# Direction
Copy the listing word for word, starting at its first line and ending with the line that contains "left=4, top=157, right=316, bottom=176". Leave the pictures out of your copy.

## START

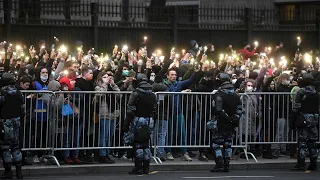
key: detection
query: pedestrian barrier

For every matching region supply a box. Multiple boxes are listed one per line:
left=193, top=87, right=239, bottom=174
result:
left=21, top=91, right=318, bottom=166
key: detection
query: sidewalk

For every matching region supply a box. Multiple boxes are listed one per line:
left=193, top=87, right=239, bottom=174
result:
left=4, top=157, right=316, bottom=176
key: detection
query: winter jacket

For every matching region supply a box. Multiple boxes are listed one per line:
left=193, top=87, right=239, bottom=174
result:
left=94, top=85, right=121, bottom=120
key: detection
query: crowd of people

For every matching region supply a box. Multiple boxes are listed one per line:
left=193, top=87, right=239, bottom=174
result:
left=0, top=37, right=320, bottom=173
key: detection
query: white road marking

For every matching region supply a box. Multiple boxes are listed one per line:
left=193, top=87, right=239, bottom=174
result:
left=183, top=176, right=274, bottom=179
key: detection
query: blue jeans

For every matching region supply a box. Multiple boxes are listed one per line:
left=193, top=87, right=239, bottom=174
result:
left=64, top=119, right=83, bottom=158
left=166, top=113, right=187, bottom=154
left=154, top=120, right=168, bottom=157
left=99, top=119, right=116, bottom=156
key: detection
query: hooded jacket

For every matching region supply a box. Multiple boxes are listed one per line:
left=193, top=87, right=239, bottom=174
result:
left=95, top=84, right=121, bottom=120
left=163, top=74, right=196, bottom=114
left=124, top=81, right=157, bottom=127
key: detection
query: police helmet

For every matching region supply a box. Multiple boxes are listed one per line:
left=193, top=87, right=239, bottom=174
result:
left=136, top=73, right=148, bottom=83
left=217, top=73, right=230, bottom=82
left=1, top=73, right=15, bottom=86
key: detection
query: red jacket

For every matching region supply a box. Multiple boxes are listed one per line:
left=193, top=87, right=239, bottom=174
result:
left=239, top=49, right=256, bottom=60
left=59, top=77, right=72, bottom=91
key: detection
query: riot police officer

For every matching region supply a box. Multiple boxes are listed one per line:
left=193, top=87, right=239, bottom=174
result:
left=124, top=74, right=157, bottom=175
left=289, top=73, right=320, bottom=171
left=207, top=73, right=242, bottom=172
left=0, top=73, right=23, bottom=179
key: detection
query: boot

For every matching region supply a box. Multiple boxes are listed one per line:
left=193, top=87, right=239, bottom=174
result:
left=16, top=163, right=23, bottom=179
left=224, top=158, right=230, bottom=172
left=307, top=158, right=318, bottom=171
left=210, top=157, right=224, bottom=172
left=291, top=158, right=306, bottom=171
left=143, top=160, right=150, bottom=174
left=0, top=163, right=13, bottom=179
left=129, top=159, right=143, bottom=175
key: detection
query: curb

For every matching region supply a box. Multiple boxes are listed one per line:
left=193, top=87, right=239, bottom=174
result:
left=0, top=162, right=320, bottom=176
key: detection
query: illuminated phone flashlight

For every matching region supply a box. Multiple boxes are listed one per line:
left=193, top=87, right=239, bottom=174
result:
left=122, top=45, right=128, bottom=51
left=232, top=54, right=237, bottom=59
left=220, top=54, right=224, bottom=60
left=304, top=53, right=312, bottom=63
left=270, top=58, right=274, bottom=65
left=203, top=46, right=208, bottom=52
left=59, top=44, right=67, bottom=53
left=159, top=56, right=164, bottom=63
left=16, top=45, right=22, bottom=50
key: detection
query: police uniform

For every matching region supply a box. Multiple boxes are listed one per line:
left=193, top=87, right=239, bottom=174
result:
left=289, top=73, right=320, bottom=171
left=207, top=73, right=242, bottom=172
left=0, top=73, right=23, bottom=179
left=124, top=74, right=157, bottom=174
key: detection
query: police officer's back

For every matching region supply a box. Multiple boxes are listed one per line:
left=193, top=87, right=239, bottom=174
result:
left=0, top=73, right=23, bottom=179
left=289, top=73, right=320, bottom=171
left=123, top=74, right=157, bottom=174
left=207, top=73, right=242, bottom=172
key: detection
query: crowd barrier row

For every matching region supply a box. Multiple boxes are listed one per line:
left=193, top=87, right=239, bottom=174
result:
left=21, top=91, right=318, bottom=166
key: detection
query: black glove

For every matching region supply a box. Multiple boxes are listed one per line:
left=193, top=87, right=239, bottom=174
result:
left=123, top=126, right=130, bottom=132
left=122, top=121, right=130, bottom=132
left=289, top=112, right=298, bottom=130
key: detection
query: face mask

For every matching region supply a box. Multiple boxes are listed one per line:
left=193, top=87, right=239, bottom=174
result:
left=231, top=79, right=238, bottom=84
left=289, top=76, right=293, bottom=81
left=122, top=70, right=129, bottom=76
left=40, top=75, right=48, bottom=82
left=282, top=80, right=290, bottom=86
left=86, top=76, right=93, bottom=81
left=270, top=84, right=274, bottom=90
left=247, top=86, right=253, bottom=92
left=102, top=78, right=109, bottom=83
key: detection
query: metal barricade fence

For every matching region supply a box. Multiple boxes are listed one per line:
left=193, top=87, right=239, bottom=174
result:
left=154, top=92, right=256, bottom=164
left=20, top=91, right=60, bottom=166
left=247, top=92, right=306, bottom=155
left=53, top=91, right=138, bottom=157
left=21, top=91, right=312, bottom=165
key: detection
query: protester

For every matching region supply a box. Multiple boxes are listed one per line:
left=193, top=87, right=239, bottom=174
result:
left=0, top=35, right=320, bottom=172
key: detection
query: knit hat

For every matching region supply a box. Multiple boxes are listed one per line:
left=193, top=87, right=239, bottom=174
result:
left=48, top=80, right=61, bottom=91
left=59, top=77, right=72, bottom=91
left=190, top=40, right=197, bottom=47
left=128, top=70, right=137, bottom=77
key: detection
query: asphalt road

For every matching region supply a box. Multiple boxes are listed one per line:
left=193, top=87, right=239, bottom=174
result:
left=24, top=170, right=320, bottom=180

## END

# The output
key: detection
query: pedestrian barrier

For every matching region supply a box. Multiple boxes are listed one per line:
left=193, top=87, right=239, bottom=174
result:
left=21, top=91, right=318, bottom=166
key: detection
query: sidewalk

For every matching region supply a box. Multiple boxes are listed one per line:
left=193, top=87, right=239, bottom=174
result:
left=4, top=157, right=316, bottom=176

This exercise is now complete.